Stored data:
|---|

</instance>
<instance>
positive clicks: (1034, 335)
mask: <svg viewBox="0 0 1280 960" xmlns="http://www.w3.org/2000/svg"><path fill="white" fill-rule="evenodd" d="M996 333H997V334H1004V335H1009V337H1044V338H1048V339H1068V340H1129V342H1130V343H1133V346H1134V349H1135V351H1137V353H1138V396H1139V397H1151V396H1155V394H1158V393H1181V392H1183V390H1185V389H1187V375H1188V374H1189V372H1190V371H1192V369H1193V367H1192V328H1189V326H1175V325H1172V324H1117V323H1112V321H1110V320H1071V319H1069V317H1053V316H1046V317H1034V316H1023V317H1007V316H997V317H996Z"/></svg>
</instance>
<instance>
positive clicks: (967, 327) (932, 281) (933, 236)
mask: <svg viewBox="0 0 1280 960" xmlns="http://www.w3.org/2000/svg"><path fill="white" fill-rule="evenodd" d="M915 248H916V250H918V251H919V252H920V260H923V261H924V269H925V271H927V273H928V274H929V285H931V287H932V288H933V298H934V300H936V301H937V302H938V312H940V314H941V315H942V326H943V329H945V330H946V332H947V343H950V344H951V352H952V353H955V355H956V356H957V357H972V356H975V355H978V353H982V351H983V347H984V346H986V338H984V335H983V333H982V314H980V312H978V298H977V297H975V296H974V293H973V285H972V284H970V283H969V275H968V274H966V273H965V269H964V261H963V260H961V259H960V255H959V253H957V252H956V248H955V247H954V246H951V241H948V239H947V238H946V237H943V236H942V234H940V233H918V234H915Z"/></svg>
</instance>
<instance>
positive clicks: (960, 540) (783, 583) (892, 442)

|---|

Copy out each entry above with no deviation.

[SOLUTION TO THIS TASK]
</instance>
<instance>
positive clicks: (1034, 335)
mask: <svg viewBox="0 0 1280 960" xmlns="http://www.w3.org/2000/svg"><path fill="white" fill-rule="evenodd" d="M996 333H997V334H1004V335H1009V337H1044V338H1048V339H1068V340H1129V342H1130V343H1133V346H1134V349H1135V351H1137V353H1138V396H1139V397H1151V396H1155V394H1158V393H1181V392H1183V390H1185V389H1187V375H1188V374H1189V372H1190V371H1192V369H1193V367H1192V328H1189V326H1175V325H1172V324H1117V323H1112V321H1110V320H1071V319H1069V317H1053V316H1046V317H1034V316H1023V317H1007V316H997V317H996Z"/></svg>
</instance>
<instance>
positive clicks: (967, 327) (932, 281) (933, 236)
mask: <svg viewBox="0 0 1280 960" xmlns="http://www.w3.org/2000/svg"><path fill="white" fill-rule="evenodd" d="M915 248H916V250H918V251H919V252H920V260H923V261H924V269H925V271H927V273H928V274H929V285H931V287H932V288H933V298H934V300H936V301H937V302H938V312H940V314H941V315H942V326H943V329H945V330H946V332H947V343H950V344H951V352H952V353H955V355H956V356H957V357H972V356H975V355H978V353H982V351H983V347H984V346H986V338H984V335H983V333H982V314H980V312H978V298H977V297H975V296H974V293H973V285H972V284H970V283H969V275H968V274H966V273H965V269H964V261H963V260H961V259H960V255H959V253H957V252H956V248H955V247H954V246H951V241H948V239H947V238H946V237H943V236H942V234H940V233H918V234H915Z"/></svg>
</instance>
<instance>
positive clicks: (960, 540) (783, 583) (892, 442)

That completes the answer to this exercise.